## ACTION ITEM
Extract each line holding the word "rail" from the entries.

(Beginning of SOURCE DATA)

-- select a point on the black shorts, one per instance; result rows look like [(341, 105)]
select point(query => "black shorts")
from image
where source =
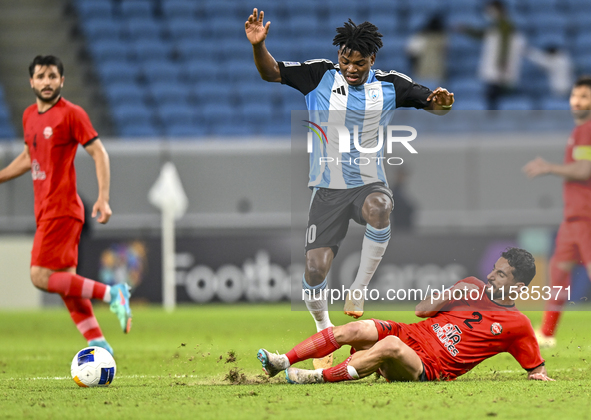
[(331, 210)]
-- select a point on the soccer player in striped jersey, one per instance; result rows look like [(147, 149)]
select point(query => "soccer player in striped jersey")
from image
[(343, 187), (53, 128), (573, 242)]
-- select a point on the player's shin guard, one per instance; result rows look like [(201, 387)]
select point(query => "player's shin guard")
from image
[(553, 311), (374, 245), (341, 372), (319, 345), (83, 316), (315, 299), (73, 285)]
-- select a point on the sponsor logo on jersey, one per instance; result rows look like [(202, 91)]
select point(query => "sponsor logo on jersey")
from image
[(374, 94), (36, 171), (496, 328), (47, 132), (449, 335)]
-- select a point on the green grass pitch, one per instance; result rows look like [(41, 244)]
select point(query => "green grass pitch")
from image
[(200, 362)]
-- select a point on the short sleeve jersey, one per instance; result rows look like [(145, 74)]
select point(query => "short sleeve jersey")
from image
[(577, 194), (363, 109), (53, 138), (465, 333)]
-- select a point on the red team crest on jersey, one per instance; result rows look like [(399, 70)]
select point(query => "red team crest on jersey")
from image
[(496, 328), (47, 132)]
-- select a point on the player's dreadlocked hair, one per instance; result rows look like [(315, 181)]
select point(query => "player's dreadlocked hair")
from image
[(523, 263), (363, 38)]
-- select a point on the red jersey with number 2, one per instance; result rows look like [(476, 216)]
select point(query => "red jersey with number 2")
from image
[(53, 138), (577, 194), (466, 332)]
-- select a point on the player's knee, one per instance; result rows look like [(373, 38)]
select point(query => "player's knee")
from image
[(348, 333), (317, 272), (391, 347), (378, 211), (39, 278)]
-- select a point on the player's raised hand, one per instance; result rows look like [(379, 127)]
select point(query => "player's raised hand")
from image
[(102, 208), (536, 167), (441, 97), (256, 32)]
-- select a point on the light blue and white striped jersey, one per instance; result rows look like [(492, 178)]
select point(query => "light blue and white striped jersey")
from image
[(329, 98)]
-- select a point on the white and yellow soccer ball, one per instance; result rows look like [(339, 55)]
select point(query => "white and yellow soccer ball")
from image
[(93, 366)]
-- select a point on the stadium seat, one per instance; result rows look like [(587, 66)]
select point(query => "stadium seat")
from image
[(200, 69), (175, 113), (236, 49), (181, 9), (94, 9), (117, 72), (155, 71), (196, 49), (555, 104), (222, 27), (137, 8), (125, 93), (166, 92), (142, 28), (150, 50), (103, 28), (185, 29), (109, 50), (146, 130), (185, 130), (520, 103)]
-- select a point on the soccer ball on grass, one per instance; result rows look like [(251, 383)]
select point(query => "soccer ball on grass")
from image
[(93, 366)]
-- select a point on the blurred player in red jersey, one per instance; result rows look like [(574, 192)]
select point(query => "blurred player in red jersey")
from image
[(53, 129), (573, 242), (457, 336)]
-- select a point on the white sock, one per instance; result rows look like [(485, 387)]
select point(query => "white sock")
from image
[(107, 297), (316, 304), (374, 245)]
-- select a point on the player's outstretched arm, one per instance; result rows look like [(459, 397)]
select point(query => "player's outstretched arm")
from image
[(256, 33), (433, 303), (20, 165), (440, 100), (539, 374), (579, 170), (103, 174)]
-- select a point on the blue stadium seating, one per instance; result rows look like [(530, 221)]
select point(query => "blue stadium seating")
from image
[(142, 28), (137, 8), (94, 9), (193, 55), (104, 50), (104, 29), (125, 93), (182, 9)]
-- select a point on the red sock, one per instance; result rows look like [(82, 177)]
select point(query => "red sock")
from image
[(83, 317), (554, 306), (319, 345), (338, 373), (73, 285)]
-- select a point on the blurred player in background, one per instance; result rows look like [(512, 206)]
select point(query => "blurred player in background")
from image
[(457, 336), (345, 191), (573, 242), (53, 129)]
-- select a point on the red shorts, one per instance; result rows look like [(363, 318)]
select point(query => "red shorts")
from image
[(431, 367), (56, 243), (573, 242)]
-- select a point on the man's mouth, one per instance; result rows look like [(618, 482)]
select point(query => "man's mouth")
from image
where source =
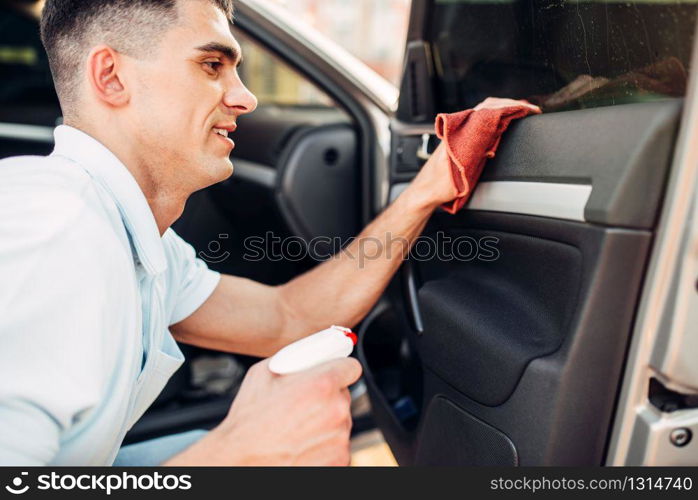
[(223, 134)]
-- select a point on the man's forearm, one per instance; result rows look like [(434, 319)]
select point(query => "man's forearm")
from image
[(343, 289)]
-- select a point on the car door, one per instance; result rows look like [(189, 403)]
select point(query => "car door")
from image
[(301, 161), (504, 338)]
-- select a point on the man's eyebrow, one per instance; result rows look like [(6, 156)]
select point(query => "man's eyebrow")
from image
[(228, 51)]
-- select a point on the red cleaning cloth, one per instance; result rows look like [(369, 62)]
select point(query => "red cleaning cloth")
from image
[(471, 138)]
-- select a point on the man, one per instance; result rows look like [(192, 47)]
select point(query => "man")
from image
[(96, 287)]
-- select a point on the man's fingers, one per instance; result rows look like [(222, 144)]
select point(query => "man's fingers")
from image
[(501, 102), (341, 372)]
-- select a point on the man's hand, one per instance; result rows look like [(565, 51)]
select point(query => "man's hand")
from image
[(433, 184), (298, 419)]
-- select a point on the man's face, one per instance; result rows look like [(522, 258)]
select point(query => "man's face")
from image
[(186, 97)]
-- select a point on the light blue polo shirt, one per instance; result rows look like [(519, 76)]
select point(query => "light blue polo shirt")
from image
[(88, 289)]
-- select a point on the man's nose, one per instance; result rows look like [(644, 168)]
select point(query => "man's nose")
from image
[(240, 99)]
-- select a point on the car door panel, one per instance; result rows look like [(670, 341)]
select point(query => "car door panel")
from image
[(516, 357)]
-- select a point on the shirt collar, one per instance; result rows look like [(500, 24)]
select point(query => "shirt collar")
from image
[(104, 167)]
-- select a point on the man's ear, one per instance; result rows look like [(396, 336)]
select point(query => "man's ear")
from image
[(105, 77)]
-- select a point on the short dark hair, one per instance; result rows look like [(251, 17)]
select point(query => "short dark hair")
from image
[(70, 27)]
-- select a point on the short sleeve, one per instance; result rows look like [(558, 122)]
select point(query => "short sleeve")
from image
[(52, 302), (190, 281)]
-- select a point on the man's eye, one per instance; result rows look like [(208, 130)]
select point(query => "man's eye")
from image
[(212, 66)]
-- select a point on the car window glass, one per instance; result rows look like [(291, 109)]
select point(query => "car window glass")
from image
[(272, 81), (27, 94), (560, 54)]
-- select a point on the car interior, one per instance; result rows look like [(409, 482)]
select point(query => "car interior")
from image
[(513, 360)]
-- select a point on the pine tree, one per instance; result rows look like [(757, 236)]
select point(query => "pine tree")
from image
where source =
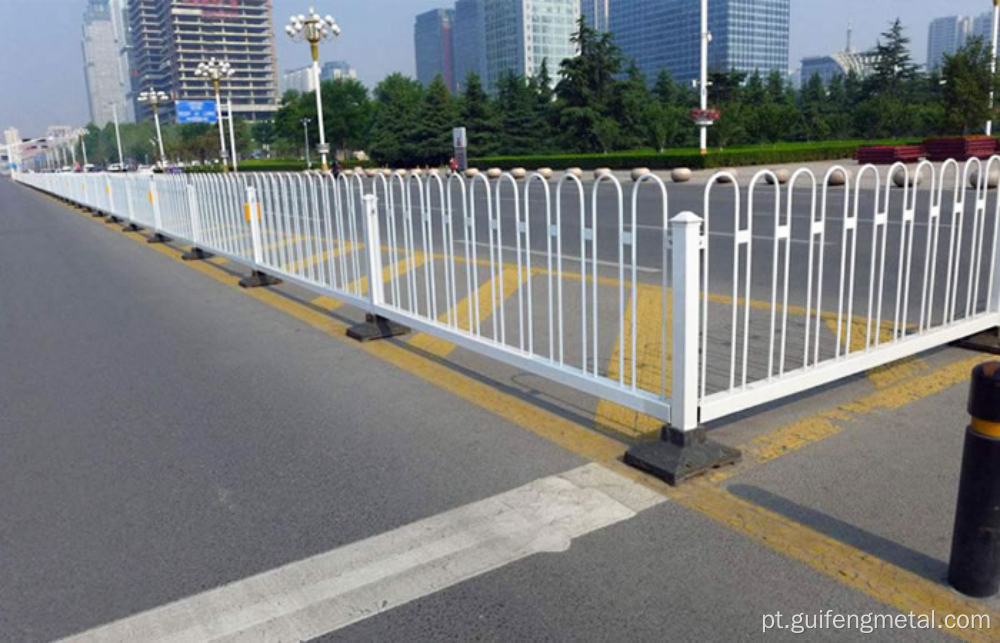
[(432, 137)]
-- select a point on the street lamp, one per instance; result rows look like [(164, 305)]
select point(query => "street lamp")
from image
[(315, 29), (154, 99), (706, 38), (305, 128), (118, 137), (993, 64), (216, 70)]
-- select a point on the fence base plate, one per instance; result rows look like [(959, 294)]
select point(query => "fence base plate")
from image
[(196, 254), (376, 327), (987, 341), (680, 455), (258, 279)]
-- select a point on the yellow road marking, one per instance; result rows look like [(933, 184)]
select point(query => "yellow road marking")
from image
[(859, 570), (802, 433), (361, 285), (315, 259), (847, 565), (484, 302), (649, 367)]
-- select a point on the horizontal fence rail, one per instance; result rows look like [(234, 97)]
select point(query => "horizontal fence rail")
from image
[(773, 289)]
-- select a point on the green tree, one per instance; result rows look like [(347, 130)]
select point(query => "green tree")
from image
[(431, 138), (967, 84), (478, 117), (893, 70), (586, 90), (398, 102)]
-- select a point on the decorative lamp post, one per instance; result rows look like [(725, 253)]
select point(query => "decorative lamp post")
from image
[(118, 137), (706, 38), (217, 70), (154, 99), (305, 129), (993, 63), (314, 30)]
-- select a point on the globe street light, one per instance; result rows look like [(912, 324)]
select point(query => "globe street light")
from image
[(217, 70), (315, 29), (154, 99), (305, 127)]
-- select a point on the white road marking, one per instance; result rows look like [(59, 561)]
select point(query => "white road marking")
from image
[(330, 591)]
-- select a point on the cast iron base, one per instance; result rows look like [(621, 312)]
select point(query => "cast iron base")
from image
[(196, 254), (376, 327), (259, 279), (680, 455)]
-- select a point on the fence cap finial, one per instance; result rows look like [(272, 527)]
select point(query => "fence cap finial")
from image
[(686, 218)]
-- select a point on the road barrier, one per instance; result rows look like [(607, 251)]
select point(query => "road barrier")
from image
[(772, 291)]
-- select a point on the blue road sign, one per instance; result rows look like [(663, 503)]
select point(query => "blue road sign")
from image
[(196, 111)]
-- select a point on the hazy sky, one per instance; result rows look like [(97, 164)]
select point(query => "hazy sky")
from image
[(41, 69)]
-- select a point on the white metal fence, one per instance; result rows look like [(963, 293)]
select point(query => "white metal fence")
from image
[(776, 290)]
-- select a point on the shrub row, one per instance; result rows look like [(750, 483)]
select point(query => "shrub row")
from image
[(273, 165), (787, 153)]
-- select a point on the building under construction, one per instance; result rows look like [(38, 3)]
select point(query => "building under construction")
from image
[(170, 37)]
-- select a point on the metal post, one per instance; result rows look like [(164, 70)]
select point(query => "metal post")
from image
[(159, 135), (993, 63), (195, 253), (375, 326), (232, 135), (703, 89), (251, 211), (222, 131), (684, 397), (305, 128), (684, 450), (118, 137), (319, 110)]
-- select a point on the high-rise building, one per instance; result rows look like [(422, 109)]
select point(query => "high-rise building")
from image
[(300, 80), (596, 13), (980, 26), (521, 34), (841, 63), (433, 45), (946, 36), (468, 41), (337, 70), (747, 35), (170, 38), (101, 61)]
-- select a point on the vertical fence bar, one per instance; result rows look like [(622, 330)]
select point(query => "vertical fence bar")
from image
[(686, 274), (373, 253)]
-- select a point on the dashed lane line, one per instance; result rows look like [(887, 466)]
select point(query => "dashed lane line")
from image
[(325, 593)]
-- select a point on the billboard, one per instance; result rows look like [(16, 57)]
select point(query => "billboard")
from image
[(196, 111)]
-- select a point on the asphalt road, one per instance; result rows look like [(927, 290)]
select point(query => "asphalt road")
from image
[(163, 435)]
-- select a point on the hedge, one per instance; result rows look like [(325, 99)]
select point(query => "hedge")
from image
[(760, 155), (272, 165)]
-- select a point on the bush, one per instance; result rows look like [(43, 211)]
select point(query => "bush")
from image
[(273, 165), (736, 156)]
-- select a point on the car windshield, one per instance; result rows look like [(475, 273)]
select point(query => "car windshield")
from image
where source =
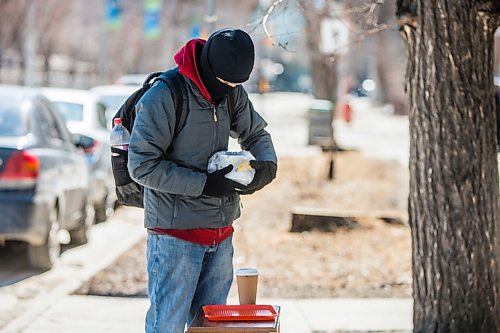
[(13, 121), (114, 102), (70, 111)]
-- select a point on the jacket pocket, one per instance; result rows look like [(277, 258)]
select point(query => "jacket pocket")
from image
[(176, 206)]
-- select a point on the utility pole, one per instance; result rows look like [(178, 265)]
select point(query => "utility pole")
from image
[(210, 17), (30, 44)]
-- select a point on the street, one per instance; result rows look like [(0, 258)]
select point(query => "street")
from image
[(25, 292)]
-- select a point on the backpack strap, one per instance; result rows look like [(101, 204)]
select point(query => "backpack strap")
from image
[(173, 78), (230, 107)]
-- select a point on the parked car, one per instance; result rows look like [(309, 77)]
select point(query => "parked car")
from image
[(113, 96), (132, 79), (43, 176), (84, 114)]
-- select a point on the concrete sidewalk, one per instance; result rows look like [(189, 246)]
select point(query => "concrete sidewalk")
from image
[(116, 314)]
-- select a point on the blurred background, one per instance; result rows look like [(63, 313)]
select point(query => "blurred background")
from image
[(315, 46)]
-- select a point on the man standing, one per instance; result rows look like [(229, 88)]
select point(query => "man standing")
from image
[(189, 213)]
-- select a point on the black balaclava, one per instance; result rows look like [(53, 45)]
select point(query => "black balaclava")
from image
[(228, 54)]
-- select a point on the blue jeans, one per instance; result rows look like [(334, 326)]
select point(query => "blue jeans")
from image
[(182, 277)]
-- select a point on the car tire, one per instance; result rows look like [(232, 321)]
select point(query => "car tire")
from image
[(104, 209), (45, 255), (79, 236)]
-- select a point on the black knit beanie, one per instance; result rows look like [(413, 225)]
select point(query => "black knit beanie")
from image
[(228, 54)]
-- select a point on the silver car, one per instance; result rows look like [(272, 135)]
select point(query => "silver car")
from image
[(84, 114)]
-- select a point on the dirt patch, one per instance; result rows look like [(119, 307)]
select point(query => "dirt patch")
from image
[(373, 260)]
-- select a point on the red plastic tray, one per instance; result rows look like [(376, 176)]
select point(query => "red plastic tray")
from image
[(245, 312)]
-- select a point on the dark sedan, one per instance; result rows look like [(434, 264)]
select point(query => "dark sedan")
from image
[(43, 176)]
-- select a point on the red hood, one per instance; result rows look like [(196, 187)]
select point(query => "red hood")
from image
[(186, 60)]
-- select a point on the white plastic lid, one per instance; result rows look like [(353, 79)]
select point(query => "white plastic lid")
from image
[(247, 272)]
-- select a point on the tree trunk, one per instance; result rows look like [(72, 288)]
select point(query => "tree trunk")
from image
[(323, 66), (454, 199)]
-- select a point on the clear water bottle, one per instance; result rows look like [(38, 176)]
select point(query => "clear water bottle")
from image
[(119, 137)]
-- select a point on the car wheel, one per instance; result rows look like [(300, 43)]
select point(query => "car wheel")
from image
[(79, 236), (45, 255), (105, 209)]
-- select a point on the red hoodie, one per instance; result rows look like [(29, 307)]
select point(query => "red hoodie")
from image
[(186, 60)]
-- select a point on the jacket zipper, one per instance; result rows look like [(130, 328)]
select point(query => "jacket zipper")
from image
[(176, 205), (221, 202)]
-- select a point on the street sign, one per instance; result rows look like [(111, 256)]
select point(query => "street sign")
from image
[(334, 36), (152, 13)]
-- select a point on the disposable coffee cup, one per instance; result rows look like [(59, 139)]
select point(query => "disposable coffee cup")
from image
[(246, 279)]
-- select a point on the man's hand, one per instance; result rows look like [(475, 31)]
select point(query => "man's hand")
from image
[(217, 185), (265, 173)]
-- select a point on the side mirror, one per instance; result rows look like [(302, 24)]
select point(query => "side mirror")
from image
[(84, 142)]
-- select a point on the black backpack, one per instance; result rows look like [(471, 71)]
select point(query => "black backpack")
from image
[(128, 192)]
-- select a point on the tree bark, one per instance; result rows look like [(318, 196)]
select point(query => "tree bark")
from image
[(454, 199)]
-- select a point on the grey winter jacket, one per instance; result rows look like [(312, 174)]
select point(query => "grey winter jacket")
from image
[(173, 170)]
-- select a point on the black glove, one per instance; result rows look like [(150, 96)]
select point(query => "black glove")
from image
[(218, 186), (265, 173)]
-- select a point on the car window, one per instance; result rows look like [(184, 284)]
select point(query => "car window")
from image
[(13, 122), (50, 125), (113, 102), (101, 114), (59, 122), (70, 111)]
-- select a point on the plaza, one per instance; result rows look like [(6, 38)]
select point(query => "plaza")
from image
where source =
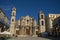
[(34, 38)]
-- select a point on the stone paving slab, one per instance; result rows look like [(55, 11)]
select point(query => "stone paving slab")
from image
[(29, 38)]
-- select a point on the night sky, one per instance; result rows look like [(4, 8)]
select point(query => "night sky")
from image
[(30, 7)]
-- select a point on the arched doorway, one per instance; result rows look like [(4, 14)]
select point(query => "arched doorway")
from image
[(27, 31)]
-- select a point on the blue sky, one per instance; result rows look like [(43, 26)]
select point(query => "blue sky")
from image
[(30, 7)]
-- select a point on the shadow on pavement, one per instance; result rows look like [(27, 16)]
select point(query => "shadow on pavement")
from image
[(51, 37)]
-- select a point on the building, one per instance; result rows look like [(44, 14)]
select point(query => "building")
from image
[(41, 22), (26, 25), (4, 21), (49, 22), (13, 21), (56, 27)]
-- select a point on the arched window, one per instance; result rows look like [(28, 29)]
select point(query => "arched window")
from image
[(42, 22), (41, 16)]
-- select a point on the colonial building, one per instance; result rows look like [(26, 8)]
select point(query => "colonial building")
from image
[(49, 22), (26, 25), (41, 22), (4, 21), (13, 21), (56, 26)]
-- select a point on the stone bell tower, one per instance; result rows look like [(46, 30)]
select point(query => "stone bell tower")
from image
[(41, 22), (12, 24)]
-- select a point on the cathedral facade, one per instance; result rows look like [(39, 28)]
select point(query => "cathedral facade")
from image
[(27, 25)]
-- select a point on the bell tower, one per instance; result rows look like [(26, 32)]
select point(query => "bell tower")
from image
[(12, 24), (41, 22)]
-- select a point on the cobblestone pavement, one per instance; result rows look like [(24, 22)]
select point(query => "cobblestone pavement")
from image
[(33, 38), (28, 38)]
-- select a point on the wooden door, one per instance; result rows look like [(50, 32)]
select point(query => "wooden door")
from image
[(17, 32), (27, 31)]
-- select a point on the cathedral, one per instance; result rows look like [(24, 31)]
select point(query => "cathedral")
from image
[(27, 25)]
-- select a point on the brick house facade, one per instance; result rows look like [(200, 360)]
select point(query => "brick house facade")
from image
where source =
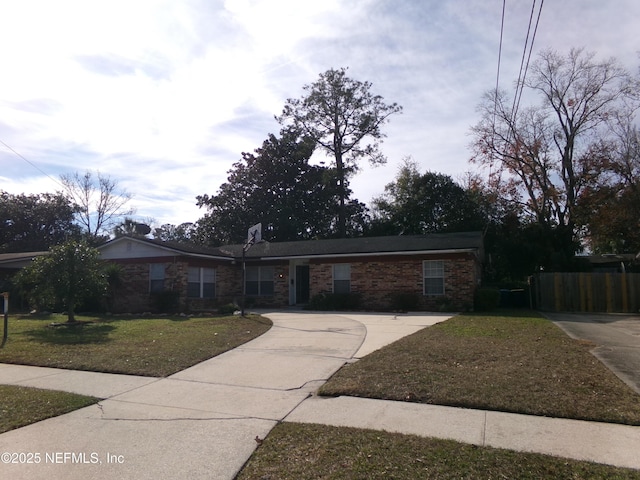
[(437, 270)]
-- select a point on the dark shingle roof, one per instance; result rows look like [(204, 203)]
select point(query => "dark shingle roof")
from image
[(335, 247), (363, 245)]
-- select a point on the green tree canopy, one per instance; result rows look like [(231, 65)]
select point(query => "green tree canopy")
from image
[(417, 203), (35, 222), (68, 275), (344, 119), (278, 187)]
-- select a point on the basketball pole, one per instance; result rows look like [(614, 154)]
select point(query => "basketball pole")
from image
[(5, 332)]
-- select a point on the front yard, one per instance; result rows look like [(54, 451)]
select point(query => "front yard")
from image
[(510, 361), (153, 346)]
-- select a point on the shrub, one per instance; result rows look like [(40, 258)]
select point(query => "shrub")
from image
[(335, 301)]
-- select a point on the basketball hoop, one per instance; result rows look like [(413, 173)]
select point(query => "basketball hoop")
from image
[(254, 235)]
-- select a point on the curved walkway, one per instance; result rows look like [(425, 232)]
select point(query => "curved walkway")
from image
[(202, 422)]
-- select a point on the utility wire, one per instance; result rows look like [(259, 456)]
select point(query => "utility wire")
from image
[(495, 102), (30, 163), (524, 67)]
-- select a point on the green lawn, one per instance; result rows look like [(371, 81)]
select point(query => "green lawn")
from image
[(298, 452), (509, 361), (20, 406), (514, 362), (150, 346)]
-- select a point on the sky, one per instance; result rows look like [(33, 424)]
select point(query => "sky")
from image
[(163, 96)]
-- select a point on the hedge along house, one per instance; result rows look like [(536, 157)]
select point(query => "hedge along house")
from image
[(434, 271)]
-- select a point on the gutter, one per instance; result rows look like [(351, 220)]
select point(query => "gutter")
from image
[(370, 254)]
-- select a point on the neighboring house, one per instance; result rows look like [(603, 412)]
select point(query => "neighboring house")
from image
[(436, 269), (10, 263)]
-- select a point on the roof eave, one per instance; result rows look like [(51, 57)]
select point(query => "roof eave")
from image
[(369, 254)]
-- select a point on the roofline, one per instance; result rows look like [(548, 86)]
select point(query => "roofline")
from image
[(370, 254)]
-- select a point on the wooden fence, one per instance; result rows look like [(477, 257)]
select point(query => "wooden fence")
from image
[(587, 292)]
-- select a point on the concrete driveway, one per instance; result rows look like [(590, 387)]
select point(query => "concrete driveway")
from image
[(201, 422), (617, 338)]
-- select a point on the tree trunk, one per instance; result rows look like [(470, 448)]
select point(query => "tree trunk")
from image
[(342, 216)]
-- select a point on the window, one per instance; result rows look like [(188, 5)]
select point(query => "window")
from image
[(342, 278), (156, 277), (201, 283), (434, 277), (259, 280)]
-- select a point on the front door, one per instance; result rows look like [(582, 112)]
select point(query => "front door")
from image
[(302, 283)]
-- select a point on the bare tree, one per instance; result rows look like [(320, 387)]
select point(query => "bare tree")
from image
[(344, 118), (100, 203), (544, 156)]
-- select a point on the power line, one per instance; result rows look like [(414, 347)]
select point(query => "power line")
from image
[(495, 102), (524, 67), (30, 163)]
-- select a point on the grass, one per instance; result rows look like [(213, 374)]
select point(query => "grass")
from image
[(298, 452), (154, 347), (20, 406), (513, 362)]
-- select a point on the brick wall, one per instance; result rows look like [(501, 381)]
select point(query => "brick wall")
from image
[(378, 279), (133, 294)]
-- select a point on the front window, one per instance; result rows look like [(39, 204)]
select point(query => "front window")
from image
[(342, 278), (156, 277), (259, 281), (434, 277), (201, 283)]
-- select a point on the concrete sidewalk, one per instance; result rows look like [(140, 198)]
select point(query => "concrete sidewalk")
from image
[(199, 423), (202, 422)]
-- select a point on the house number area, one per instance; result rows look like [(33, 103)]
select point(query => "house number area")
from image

(End of SOURCE DATA)

## WRITTEN SOLUTION
-- select a point on the horizontal fence rail, one per instance; result rows look like [(234, 97)]
select point(query => "horizontal fence rail")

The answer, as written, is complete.